**Text block:**
----------

This aptly describe the fate and circumstances that awaits the leaders and members of the National Assembly and has been the reality, which account for the problems of high turnover of members, including leaders of the National Assembly. Certainly, the 10th National Assembly is not going to be different. To get this seemingly current pliant and willy-nilly leadership, President Asiwaju Tinubu courted members of the National Assembly in both chambers. Now, with all sorts of incentives to leaders and members of the two chambers, including 74% budgetary increase in the 2024 allocation both the leadership and members of the 10th National Assembly are being manipulated to approve every proposal of the President.

Note that the 74% increase in the Budget of the National Assembly raise the allocation to N344.85 billion from the initial proposal of N197.93 billion. The other additional incentive border on some of the allegations surrounding activities of Committees of the two chambers during oversight supervision of governmental agencies. Committees are being alleged to reduce oversight functions to business of extorting money from agencies of government. Related to that is the fact that management of budgetary allocations by leaders of the National Assembly is shrouded in confidentiality. Even remunerations of members are similarly shrouded in confidentiality with many claims of rooftop salary payments. There are also allegations of budget padding, which is more like slush funds in the name of constituency projects controlled by members.

Part of the challenge of our democracy is that the two chambers of the National Assembly are only accountable to themselves. The Public Accounts Committees in both chambers are expected to oversight management of funds allocated to the National Assembly. Somehow, these are issues that contribute to the current reality whereby the National Assembly, its leadership and members lost the moral authority to regulate the conduct of the Executive Arm of government. With that, they function practically at the mercy of the President and members of the Executive Arm, almost as if they are employees of the Executive. Using all these incentives, the President and members of the Executive arm seamlessly turned on the ‘gaslight’, which leaves members with no option but to believe and approve every proposal submitted even when they are injurious to public interests. Having served as the machinery that hurt the people, they become liabilities and therefore eventually got discarded.

----------

**Written instruction:** Rewrite the passage of the commentary on the National Assembly that begins at the words "This aptly describe" and stops after "of the President.", replacing "President" with "Head of State" throughout.

**Data provided:**

----------

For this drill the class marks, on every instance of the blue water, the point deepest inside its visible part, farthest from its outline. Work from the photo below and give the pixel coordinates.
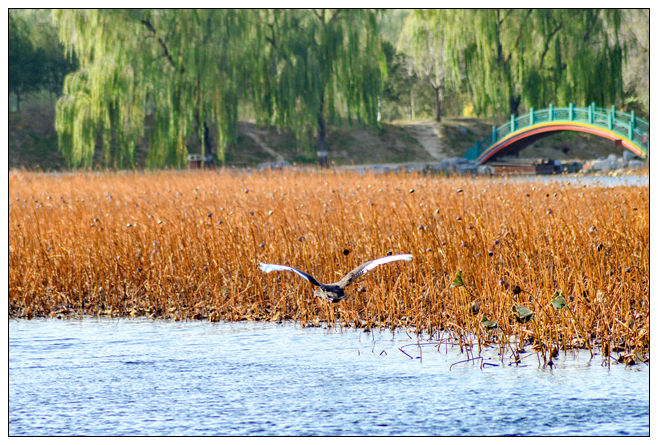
(139, 377)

----------

**Complete output:**
This aptly describe the fate and circumstances that awaits the leaders and members of the National Assembly and has been the reality, which account for the problems of high turnover of members, including leaders of the National Assembly. Certainly, the 10th National Assembly is not going to be different. To get this seemingly current pliant and willy-nilly leadership, Head of State Asiwaju Tinubu courted members of the National Assembly in both chambers. Now, with all sorts of incentives to leaders and members of the two chambers, including 74% budgetary increase in the 2024 allocation both the leadership and members of the 10th National Assembly are being manipulated to approve every proposal of the Head of State.